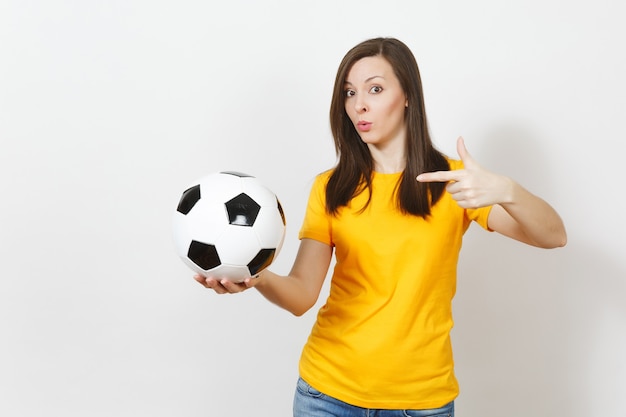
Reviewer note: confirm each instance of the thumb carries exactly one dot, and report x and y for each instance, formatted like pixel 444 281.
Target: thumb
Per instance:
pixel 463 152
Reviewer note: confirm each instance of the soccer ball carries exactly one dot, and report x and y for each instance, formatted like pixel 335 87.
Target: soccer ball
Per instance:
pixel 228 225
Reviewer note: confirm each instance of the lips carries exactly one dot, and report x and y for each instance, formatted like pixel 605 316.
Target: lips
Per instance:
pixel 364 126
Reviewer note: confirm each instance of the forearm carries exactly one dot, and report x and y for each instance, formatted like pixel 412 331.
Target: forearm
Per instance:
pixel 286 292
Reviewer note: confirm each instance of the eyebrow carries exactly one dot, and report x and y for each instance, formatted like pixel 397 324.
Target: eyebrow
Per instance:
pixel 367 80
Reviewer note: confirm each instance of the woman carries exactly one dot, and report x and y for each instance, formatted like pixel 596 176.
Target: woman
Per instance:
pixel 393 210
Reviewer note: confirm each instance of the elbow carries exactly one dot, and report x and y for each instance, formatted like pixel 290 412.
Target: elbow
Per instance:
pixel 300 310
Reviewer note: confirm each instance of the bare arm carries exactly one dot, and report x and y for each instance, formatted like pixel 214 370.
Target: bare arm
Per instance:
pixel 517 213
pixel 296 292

=======

- **Assignment**:
Copy each line of the data that contains the word "forearm".

- **Output below**:
Reviewer note: confirm each instance of the forearm carries exactly one dot, and report x and y for each instance, formatted like pixel 412 331.
Target: forearm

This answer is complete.